### To do
(a) Reproduce, word for word, the section of the passage on migration restrictions that opens with the words "The emergence of" and closes with "their respective jurisdictions.".
(b) Extract every line of the entries that contains the string "platform", matching case.

But, as Torpey points out, already in the 1880s, new restrictions on
migration, residence, and work by foreigners began to be reimposed in
France and Germany. Labor unions in both countries pressured their
governments to "protect" jobs from foreign workers who were
willing to offer their services to employers at more attractive wages.
The emergence of welfare-state programs also strengthened this
tendency, as governments claimed the right to determine who was
expected to pay taxes and who could claim redistributive benefits
within their respective jurisdictions.
The role of the United States
But the great impetus for a new era of barriers on freedom of movement
came from the United States. In 1880, the U.S. government imposed
immigration restrictions on Chinese. In 1882, this was extended to
various socially "undesirable" types.
When these laws were challenged, the Supreme Court declared the
federal government had the authority to control entrance into and
residence in the United States. One reaction was for foreign
governments (Italy, for example, in 1901) to start issuing passports
to provide legal documents to assist emigrants desiring to gain entry
into the United States.
The great watershed in the reestablishment of passport regimes among
all the major countries of Europe and North America, however, was the
First World War, under the declaration of "national emergency."

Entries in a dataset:
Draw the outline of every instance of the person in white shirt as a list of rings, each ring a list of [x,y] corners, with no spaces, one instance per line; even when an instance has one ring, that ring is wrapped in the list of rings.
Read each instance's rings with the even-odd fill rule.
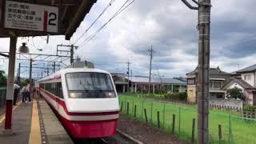
[[[26,86],[27,83],[26,83],[26,85],[22,87],[22,90],[21,90],[21,94],[22,95],[22,102],[26,102]]]
[[[26,86],[26,99],[29,99],[29,102],[31,102],[30,98],[30,85],[29,82],[27,82]]]
[[[20,86],[14,83],[14,105],[16,106],[16,102],[17,102],[17,97],[18,94],[19,92]]]

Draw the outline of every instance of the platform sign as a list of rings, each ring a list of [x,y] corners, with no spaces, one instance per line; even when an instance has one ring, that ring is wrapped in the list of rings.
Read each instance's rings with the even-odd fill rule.
[[[58,32],[58,7],[6,1],[4,28]]]

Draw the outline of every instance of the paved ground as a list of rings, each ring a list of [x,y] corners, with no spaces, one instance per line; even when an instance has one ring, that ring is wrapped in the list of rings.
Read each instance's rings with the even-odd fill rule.
[[[41,130],[42,129],[45,130],[45,136],[42,136],[42,142],[45,141],[50,144],[73,144],[74,142],[47,102],[39,98],[38,105]]]
[[[28,143],[30,132],[31,114],[32,102],[21,103],[13,113],[14,135],[3,136],[0,134],[0,143]],[[4,121],[0,123],[0,131],[3,129],[3,125]]]
[[[170,134],[160,131],[138,120],[129,119],[122,115],[118,121],[118,129],[145,144],[189,144],[179,141]]]

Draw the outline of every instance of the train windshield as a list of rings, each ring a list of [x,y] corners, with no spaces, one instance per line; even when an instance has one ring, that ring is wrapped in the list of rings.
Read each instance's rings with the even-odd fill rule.
[[[114,98],[110,76],[104,73],[82,72],[66,75],[70,98]]]

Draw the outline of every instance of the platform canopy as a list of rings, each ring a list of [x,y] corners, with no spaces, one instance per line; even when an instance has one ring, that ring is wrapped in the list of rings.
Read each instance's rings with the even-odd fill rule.
[[[12,34],[11,32],[14,32],[18,37],[44,36],[47,34],[65,35],[66,39],[69,40],[96,1],[97,0],[1,0],[0,38],[8,38]],[[18,3],[18,5],[16,3]],[[38,6],[37,6],[37,5],[38,5]],[[38,7],[38,9],[37,9]],[[50,10],[49,13],[48,10]],[[57,17],[55,14],[52,14],[50,10],[57,11]],[[42,11],[46,14],[43,14]],[[41,15],[39,16],[41,18],[37,17],[38,14]],[[30,14],[34,17],[30,17]],[[43,16],[42,16],[42,14]],[[58,21],[56,21],[58,22],[57,24],[54,22],[49,22],[49,18],[56,20],[56,18],[58,18]],[[48,18],[48,20],[45,22],[44,19],[46,18]],[[14,24],[13,21],[14,21]],[[21,22],[18,23],[19,26],[18,26],[19,29],[14,30],[10,28],[17,26],[16,21]],[[35,25],[34,23],[31,23],[33,22],[32,21],[37,21],[36,22],[40,25],[39,27],[43,27],[44,30],[38,30],[39,28],[33,27],[35,26]],[[24,28],[22,27],[24,25],[24,23],[22,23],[23,22],[28,24],[31,23],[31,30],[34,29],[36,30],[22,30],[22,28]],[[55,25],[54,31],[46,30],[45,25],[47,23],[50,24],[50,22]],[[58,29],[56,29],[57,26]]]

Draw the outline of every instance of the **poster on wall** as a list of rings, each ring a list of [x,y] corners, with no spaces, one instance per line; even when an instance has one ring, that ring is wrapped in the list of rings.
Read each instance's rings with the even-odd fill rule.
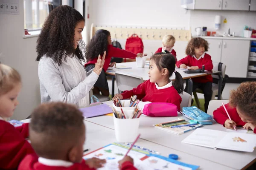
[[[0,0],[0,14],[18,15],[20,0]]]

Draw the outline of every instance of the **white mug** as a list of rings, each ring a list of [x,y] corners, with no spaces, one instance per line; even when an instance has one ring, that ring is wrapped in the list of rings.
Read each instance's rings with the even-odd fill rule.
[[[197,27],[195,28],[195,31],[196,31],[196,35],[200,36],[202,35],[202,28],[201,27]]]

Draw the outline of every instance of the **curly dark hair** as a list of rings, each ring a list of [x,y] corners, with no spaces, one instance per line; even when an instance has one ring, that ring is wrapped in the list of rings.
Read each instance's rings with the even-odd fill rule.
[[[31,144],[40,156],[56,158],[56,154],[73,146],[84,133],[83,119],[82,113],[73,105],[43,104],[31,114]]]
[[[195,48],[200,47],[204,47],[205,51],[208,51],[209,44],[207,40],[202,38],[197,37],[192,39],[186,49],[186,54],[191,56],[195,55]]]
[[[75,28],[77,24],[84,21],[84,18],[77,10],[69,6],[58,6],[52,10],[43,26],[37,40],[37,61],[44,55],[51,57],[60,65],[62,58],[76,55],[85,62],[81,50],[85,50],[84,42],[81,40],[77,48],[74,48]]]
[[[243,113],[256,119],[256,82],[243,82],[237,89],[231,91],[229,103],[233,107],[237,106]]]
[[[99,54],[102,56],[105,51],[107,52],[106,56],[108,55],[108,36],[110,36],[108,31],[99,29],[96,31],[87,47],[86,57],[87,61],[93,60]]]

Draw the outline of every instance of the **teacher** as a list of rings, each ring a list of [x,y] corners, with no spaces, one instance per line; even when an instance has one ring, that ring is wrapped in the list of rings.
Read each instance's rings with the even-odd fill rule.
[[[104,64],[99,55],[93,70],[86,72],[81,33],[84,18],[73,8],[60,6],[50,12],[36,47],[41,102],[61,101],[84,107],[90,104],[89,92]]]

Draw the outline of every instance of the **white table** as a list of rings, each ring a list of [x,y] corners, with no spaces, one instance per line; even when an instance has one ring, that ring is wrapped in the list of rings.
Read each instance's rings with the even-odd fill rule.
[[[120,72],[122,72],[131,75],[134,75],[136,76],[140,76],[143,78],[144,81],[146,81],[149,79],[148,77],[148,62],[149,61],[147,61],[146,62],[146,65],[143,68],[138,68],[137,66],[136,62],[122,62],[120,63],[117,63],[116,66],[124,66],[127,67],[131,67],[132,68],[124,69],[119,69],[116,68],[114,68],[112,70],[108,70],[106,72],[106,74],[112,78],[112,96],[113,97],[114,95],[114,82],[115,78],[115,72],[116,71],[119,71]],[[190,95],[192,95],[192,91],[193,87],[193,82],[191,79],[192,78],[197,77],[198,76],[205,76],[207,75],[206,73],[195,73],[188,74],[185,73],[184,71],[184,69],[176,68],[175,70],[178,72],[180,74],[183,79],[186,79],[186,84],[188,85],[188,93]],[[219,74],[221,73],[220,71],[214,71],[212,74]],[[222,84],[222,75],[219,74],[219,76],[221,77],[220,79],[221,80],[221,82],[220,82],[219,86],[219,94],[218,94],[218,99],[220,99],[221,95],[221,85]]]
[[[112,117],[109,117],[113,119]],[[97,118],[101,117],[102,118],[98,117]],[[23,120],[22,122],[29,122],[30,119]],[[86,128],[86,138],[84,145],[84,149],[89,149],[89,152],[91,152],[113,142],[116,142],[115,131],[113,129],[87,121],[84,121],[84,123]],[[188,164],[199,165],[200,166],[199,170],[234,170],[236,169],[142,139],[140,139],[138,140],[136,144],[160,152],[161,155],[166,157],[171,153],[177,155],[179,156],[178,161]]]
[[[180,114],[179,115],[181,116]],[[183,116],[182,117],[184,118]],[[153,124],[166,122],[177,118],[177,117],[151,117],[142,115],[140,118],[139,128],[140,133],[141,134],[140,138],[169,148],[186,153],[191,155],[192,157],[200,158],[235,169],[242,169],[250,163],[256,162],[256,150],[253,153],[221,149],[215,150],[212,148],[182,143],[181,141],[191,134],[193,131],[177,136],[152,126]],[[103,116],[87,119],[85,120],[107,128],[114,129],[113,118],[112,116]],[[226,129],[221,125],[216,122],[215,122],[214,125],[204,125],[201,128],[226,130]]]

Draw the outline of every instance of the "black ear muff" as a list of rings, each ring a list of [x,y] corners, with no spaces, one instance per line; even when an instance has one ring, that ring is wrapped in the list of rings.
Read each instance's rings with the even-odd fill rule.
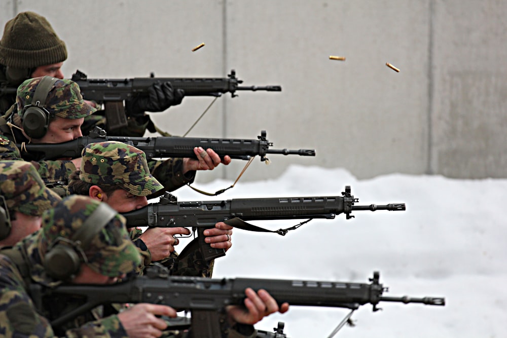
[[[81,264],[87,261],[85,251],[92,240],[117,213],[106,203],[100,203],[71,239],[57,238],[44,256],[44,268],[50,276],[65,280],[79,274]]]
[[[49,112],[45,107],[49,92],[58,79],[45,76],[39,83],[33,93],[31,104],[23,108],[23,130],[31,138],[42,138],[49,124]]]
[[[5,198],[0,196],[0,241],[5,239],[11,233],[11,217],[9,214],[9,209],[7,204],[5,202]]]

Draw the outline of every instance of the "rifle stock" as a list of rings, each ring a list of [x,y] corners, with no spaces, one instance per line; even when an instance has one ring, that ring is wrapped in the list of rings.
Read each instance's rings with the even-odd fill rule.
[[[37,161],[50,160],[62,158],[76,158],[81,156],[81,151],[87,145],[96,142],[117,141],[133,145],[142,151],[146,158],[188,157],[197,159],[194,148],[201,146],[211,148],[223,158],[229,155],[231,159],[248,160],[259,155],[261,161],[267,160],[269,154],[300,156],[315,156],[314,149],[270,149],[273,145],[266,137],[265,130],[261,132],[257,139],[234,138],[209,138],[204,137],[178,137],[159,136],[156,137],[129,137],[108,136],[105,131],[96,128],[88,136],[82,136],[72,141],[61,143],[28,143],[17,144],[22,157],[28,156]]]
[[[379,273],[374,272],[369,283],[241,278],[221,279],[170,276],[166,268],[155,266],[150,268],[147,275],[118,284],[63,285],[50,288],[35,284],[32,284],[30,294],[34,304],[41,307],[43,307],[45,302],[62,296],[81,296],[86,299],[82,305],[62,315],[45,314],[50,318],[53,327],[60,326],[100,305],[149,303],[191,311],[192,329],[200,329],[204,334],[194,336],[206,337],[221,336],[219,311],[228,305],[242,305],[247,287],[256,291],[264,289],[279,305],[287,302],[291,306],[355,310],[370,304],[376,311],[379,310],[378,304],[383,301],[445,305],[445,298],[441,297],[385,297],[382,294],[387,288],[380,283],[379,278]]]
[[[203,257],[206,260],[225,255],[223,249],[211,248],[204,242],[203,232],[218,222],[251,231],[275,232],[284,235],[288,230],[272,231],[248,224],[245,221],[304,218],[334,218],[344,213],[353,218],[354,210],[403,211],[404,203],[385,205],[354,206],[358,202],[345,186],[341,196],[234,199],[222,201],[178,202],[166,193],[157,203],[151,203],[133,211],[122,213],[128,228],[134,227],[192,227],[197,230],[197,238]]]

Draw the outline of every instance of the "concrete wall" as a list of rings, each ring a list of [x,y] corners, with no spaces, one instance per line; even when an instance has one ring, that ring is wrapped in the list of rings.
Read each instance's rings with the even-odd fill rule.
[[[78,68],[92,78],[223,77],[234,68],[245,85],[281,85],[219,99],[188,135],[256,138],[266,130],[273,148],[316,151],[256,161],[242,180],[277,176],[292,163],[359,178],[507,177],[503,2],[4,0],[0,24],[26,10],[65,41],[67,77]],[[182,135],[211,101],[187,97],[153,119]],[[244,165],[199,179],[234,179]]]

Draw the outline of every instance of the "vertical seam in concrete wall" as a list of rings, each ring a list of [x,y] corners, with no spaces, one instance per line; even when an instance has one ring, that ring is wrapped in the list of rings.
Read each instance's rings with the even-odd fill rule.
[[[227,74],[227,0],[224,0],[222,5],[222,74]],[[227,137],[227,100],[223,97],[222,105],[222,137]],[[222,166],[222,176],[223,179],[227,179],[227,172],[225,166]]]
[[[428,111],[427,116],[427,165],[426,173],[429,175],[432,175],[435,173],[435,168],[433,167],[433,114],[434,103],[433,102],[433,85],[434,77],[433,70],[433,39],[434,37],[434,31],[433,29],[433,17],[434,15],[434,2],[435,0],[429,0],[429,8],[428,29]]]

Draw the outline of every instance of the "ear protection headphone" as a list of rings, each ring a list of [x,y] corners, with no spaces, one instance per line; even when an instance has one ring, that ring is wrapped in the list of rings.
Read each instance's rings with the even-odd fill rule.
[[[23,108],[23,130],[32,138],[41,138],[48,131],[49,112],[44,106],[49,92],[58,80],[49,76],[43,78],[33,93],[31,104]]]
[[[81,263],[88,261],[85,251],[93,237],[115,217],[117,212],[100,203],[81,227],[68,239],[58,237],[48,247],[44,268],[52,277],[65,280],[78,273]]]
[[[5,198],[0,195],[2,205],[0,205],[0,241],[5,239],[11,233],[11,217],[7,208]]]

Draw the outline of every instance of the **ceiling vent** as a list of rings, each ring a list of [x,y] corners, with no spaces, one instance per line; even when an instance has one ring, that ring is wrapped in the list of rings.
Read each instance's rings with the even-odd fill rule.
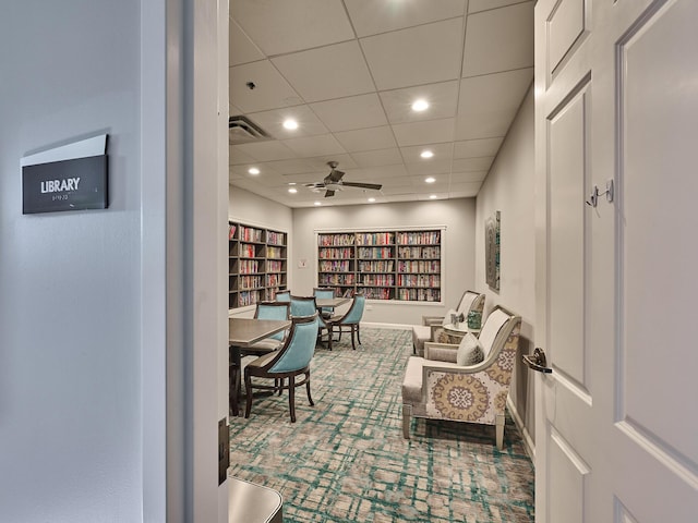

### Solutions per task
(a)
The emergence of welfare-state programs also strengthened this
tendency, as governments claimed the right to determine who was
expected to pay taxes and who could claim redistributive benefits
within their respective jurisdictions.

(b)
Draw the outline of every instance of the platform sign as a list of rings, each ring a list of [x,y] corners, with no spaces, one instance per line; even when an instance has one ring, that ring is wrapped in the list of rings.
Draw the outline of every instance of the platform canopy as a list of rings, each ring a list of [x,y] corners, with no spaces, one instance per line; even when an instance has one ring, that ring is wrapped in the list of rings.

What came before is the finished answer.